Starting at the line that contains "Reviewer note: confirm that each instance of the green" and stopping after the line that contains "[(328, 618), (397, 639), (487, 564)]", write out the records below again, requests included. In the answers only, shift every x and y pixel coordinate by adding 109.

START

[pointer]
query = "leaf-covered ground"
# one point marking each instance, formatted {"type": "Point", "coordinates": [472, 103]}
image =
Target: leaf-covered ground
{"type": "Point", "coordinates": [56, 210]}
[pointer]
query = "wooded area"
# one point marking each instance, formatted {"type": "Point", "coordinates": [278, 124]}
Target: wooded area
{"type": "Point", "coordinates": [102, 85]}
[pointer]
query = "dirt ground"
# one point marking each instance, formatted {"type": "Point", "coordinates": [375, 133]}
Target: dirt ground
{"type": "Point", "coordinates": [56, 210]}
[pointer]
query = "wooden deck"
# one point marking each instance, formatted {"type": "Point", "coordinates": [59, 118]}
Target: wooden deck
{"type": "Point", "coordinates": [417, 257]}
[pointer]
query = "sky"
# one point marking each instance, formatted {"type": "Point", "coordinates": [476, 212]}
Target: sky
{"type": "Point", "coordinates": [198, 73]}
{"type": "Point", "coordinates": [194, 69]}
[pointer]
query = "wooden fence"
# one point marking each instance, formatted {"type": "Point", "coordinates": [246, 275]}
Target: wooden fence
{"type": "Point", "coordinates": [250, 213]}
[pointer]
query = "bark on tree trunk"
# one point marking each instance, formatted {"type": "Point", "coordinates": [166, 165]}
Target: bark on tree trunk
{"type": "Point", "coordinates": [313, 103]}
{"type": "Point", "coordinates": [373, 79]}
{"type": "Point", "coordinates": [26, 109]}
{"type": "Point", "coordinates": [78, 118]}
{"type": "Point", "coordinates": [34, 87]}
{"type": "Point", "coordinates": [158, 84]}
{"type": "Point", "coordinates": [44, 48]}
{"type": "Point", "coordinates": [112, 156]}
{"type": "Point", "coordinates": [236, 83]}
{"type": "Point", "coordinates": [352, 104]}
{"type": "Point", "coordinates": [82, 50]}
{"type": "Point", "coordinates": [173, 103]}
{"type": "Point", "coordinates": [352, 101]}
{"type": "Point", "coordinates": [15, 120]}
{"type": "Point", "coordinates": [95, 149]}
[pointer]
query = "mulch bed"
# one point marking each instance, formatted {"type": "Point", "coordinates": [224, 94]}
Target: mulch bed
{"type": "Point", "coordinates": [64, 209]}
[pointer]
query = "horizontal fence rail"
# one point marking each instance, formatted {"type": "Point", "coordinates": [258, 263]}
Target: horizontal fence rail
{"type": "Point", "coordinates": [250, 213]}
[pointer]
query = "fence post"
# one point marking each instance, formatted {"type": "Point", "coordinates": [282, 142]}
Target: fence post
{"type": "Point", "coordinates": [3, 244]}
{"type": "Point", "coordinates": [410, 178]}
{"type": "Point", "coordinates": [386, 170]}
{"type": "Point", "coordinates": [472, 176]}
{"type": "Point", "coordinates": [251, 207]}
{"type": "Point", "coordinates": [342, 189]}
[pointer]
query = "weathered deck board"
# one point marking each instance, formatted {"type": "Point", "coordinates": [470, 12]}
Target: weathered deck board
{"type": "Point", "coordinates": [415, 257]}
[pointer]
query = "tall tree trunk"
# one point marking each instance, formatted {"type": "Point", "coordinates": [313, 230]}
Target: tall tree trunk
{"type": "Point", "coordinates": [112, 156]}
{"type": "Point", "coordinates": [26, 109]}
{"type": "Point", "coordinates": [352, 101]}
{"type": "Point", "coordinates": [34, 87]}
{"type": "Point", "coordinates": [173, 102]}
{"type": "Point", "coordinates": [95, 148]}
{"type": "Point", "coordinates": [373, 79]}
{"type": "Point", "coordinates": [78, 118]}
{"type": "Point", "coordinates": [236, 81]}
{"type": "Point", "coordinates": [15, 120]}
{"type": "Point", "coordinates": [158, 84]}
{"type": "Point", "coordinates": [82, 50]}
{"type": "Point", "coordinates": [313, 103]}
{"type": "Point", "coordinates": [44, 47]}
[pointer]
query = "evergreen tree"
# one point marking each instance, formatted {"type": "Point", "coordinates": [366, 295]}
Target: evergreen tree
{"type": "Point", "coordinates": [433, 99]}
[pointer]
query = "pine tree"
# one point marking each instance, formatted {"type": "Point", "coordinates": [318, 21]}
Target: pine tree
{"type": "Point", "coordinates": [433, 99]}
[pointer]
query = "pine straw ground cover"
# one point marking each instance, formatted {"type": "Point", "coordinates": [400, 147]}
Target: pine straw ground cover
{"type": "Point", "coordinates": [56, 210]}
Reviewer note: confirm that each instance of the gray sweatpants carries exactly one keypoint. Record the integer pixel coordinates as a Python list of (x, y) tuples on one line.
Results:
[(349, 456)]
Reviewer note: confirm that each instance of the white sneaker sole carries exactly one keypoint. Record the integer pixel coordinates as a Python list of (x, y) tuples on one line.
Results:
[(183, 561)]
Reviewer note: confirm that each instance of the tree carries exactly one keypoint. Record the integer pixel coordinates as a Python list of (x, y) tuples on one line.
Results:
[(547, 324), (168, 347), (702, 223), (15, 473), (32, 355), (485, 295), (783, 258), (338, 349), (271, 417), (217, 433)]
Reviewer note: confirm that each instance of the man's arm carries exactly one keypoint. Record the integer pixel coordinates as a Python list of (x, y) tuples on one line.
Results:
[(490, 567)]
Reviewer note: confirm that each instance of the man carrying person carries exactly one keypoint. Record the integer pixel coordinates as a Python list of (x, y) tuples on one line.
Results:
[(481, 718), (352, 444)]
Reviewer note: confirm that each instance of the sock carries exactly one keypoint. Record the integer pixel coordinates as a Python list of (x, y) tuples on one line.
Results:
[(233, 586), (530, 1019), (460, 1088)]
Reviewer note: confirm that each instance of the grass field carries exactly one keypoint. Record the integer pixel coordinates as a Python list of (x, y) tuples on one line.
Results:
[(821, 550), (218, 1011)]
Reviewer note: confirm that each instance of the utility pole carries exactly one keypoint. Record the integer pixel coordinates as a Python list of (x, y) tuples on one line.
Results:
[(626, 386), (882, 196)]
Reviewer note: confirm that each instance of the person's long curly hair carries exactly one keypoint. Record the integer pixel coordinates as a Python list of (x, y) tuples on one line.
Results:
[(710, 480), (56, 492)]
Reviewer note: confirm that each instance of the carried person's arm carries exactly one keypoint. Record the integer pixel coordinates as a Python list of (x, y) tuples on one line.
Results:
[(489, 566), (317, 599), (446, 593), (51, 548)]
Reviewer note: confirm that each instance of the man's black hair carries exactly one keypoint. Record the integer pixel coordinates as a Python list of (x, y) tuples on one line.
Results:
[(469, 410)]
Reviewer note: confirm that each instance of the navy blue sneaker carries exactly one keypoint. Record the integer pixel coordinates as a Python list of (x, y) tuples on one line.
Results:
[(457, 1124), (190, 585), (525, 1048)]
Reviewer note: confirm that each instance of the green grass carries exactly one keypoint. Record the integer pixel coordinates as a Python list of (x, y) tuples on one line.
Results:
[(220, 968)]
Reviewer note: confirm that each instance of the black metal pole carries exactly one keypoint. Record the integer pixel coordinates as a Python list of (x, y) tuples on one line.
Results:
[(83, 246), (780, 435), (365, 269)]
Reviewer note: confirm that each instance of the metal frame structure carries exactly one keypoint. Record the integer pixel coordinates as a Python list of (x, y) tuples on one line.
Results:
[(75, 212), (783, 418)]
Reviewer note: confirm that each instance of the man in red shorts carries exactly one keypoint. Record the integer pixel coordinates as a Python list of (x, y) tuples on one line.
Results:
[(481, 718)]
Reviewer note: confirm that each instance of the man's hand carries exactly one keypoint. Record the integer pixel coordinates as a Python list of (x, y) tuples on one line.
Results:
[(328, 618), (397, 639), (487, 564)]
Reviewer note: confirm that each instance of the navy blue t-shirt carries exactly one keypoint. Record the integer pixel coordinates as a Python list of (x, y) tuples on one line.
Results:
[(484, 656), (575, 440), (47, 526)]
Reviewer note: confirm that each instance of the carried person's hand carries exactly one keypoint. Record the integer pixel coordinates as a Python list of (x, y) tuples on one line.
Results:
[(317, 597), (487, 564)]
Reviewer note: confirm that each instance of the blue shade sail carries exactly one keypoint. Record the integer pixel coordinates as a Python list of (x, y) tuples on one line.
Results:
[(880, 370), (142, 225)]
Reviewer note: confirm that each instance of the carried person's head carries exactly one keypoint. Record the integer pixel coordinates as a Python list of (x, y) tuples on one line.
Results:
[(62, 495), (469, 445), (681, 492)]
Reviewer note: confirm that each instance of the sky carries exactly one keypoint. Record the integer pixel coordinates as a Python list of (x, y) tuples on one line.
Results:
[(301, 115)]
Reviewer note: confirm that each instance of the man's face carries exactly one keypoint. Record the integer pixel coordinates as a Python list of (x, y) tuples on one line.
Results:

END

_Completed exercise_
Reviewer note: confirm that each instance of the green grass carries exactly one keypoint. Record the integer pixel coordinates as a Python list of (x, y) tuples on one line.
Results:
[(329, 1077)]
Reviewer note: confirm that each instance of the black metal pole carries exactly one keypoint. Record the integer pixel coordinates as a Python list of (x, y) tuples on one line.
Results:
[(192, 355), (889, 544), (474, 378)]
Reviewer note: confirm that each instance of the metal frame structure carries exactly one keypoint. Record the integer pixel coordinates as a Python list of (x, y) tuples on one line.
Results:
[(184, 321), (892, 527)]
Reviewer note: confirm that each instance of the man in red shorts carries exactly one keypoint. Record the integer pixel coordinates as a Python list of (x, y) tuples on one line.
Results:
[(590, 827)]
Reviewer note: confirm that each instance of the man's hand carries exactly one keypoint. Record the integer pixel coordinates as a Python list of (x, y) tuples on one line.
Results:
[(437, 727), (506, 748), (596, 673)]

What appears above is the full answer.